EXCERPT TO READ:
A Sudbury homelessness advocacy group says it's shocked that there was no warning given about the April 1 closure of the Memorial Park encampment prior to Tuesday’s announcement by the city.

Laurie McGauley is the chairperson of the Poverty and Housing Advocacy Coalition of Sudbury.

She said she doesn’t feel the closure is following the path that the city was laying out with the De Jong report and she feels this process was meant to be transparent and inclusive.

"Once again, the city is taking people by surprise. It's not preparing people for what could be actual death," McGauley said.

"When we are talking about this level of vulnerability, when you’re living in a park in a tent hanging on to the few possessions that you have and you’re being told that you need to leave, where are you going to go? And they say, you know, that we have shelters and the shelter beds are open. Shelter beds were never meant to be a long-term solution to homelessness."

Until the city can find more long-term solutions to the homelessness crisis, kicking people out of the park isn’t going to solve anything, she said.

INPUT DATA:
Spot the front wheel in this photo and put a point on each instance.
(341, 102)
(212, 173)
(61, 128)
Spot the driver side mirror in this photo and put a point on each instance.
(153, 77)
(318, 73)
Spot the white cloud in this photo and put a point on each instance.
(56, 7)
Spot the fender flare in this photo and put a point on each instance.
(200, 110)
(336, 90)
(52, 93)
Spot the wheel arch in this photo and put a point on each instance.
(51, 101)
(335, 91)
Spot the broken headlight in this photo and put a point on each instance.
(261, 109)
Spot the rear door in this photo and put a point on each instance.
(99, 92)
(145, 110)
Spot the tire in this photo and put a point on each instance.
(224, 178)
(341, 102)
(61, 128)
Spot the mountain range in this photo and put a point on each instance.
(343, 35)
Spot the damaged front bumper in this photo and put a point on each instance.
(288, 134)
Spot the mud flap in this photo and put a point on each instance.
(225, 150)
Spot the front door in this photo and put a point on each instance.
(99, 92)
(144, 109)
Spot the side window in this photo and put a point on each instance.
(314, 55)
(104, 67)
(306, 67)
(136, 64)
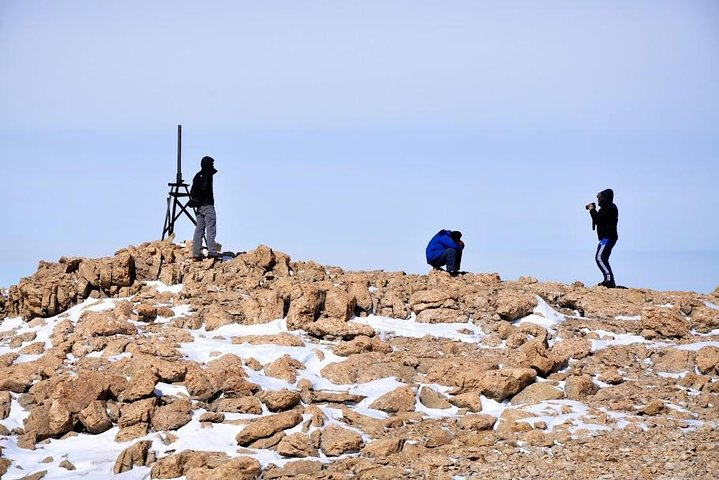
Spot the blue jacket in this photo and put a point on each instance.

...

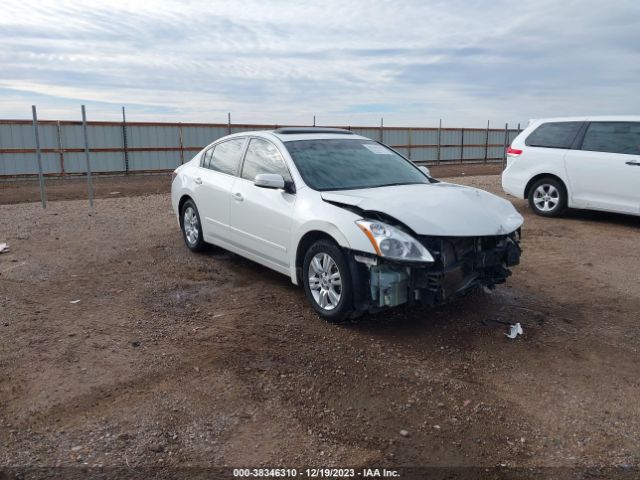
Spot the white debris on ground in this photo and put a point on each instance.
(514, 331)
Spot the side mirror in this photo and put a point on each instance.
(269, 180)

THE TASKS:
1) State how many lines of the listing contain the word "mirror", giving only the number.
2) Proceed with the news excerpt about the Memorial Park encampment closure in Sudbury, picking up after its final sentence.

RESULTS FOR THE EXERCISE:
1) 2

2)
"I understand that the city has been trying to find solutions for people. I understand that there’s lots of really good outreach workers out there that are really working with people trying to find solutions. The problem is, that we don’t have the services that can address the complex needs that these people have," McGauley said.

"So, yes, they might be able to find them a room in a rooming house somewhere and feel wow, yay we’ve succeeded, and well within three weeks to a month, by the time they have to pay the rent and do that kind of stuff without any supports, they’re back out on the streets and quite often in worse situations than they were before."

The coalition will be focusing on asking the city questions to figure out how and why it came to the decision of closure that it did, she said.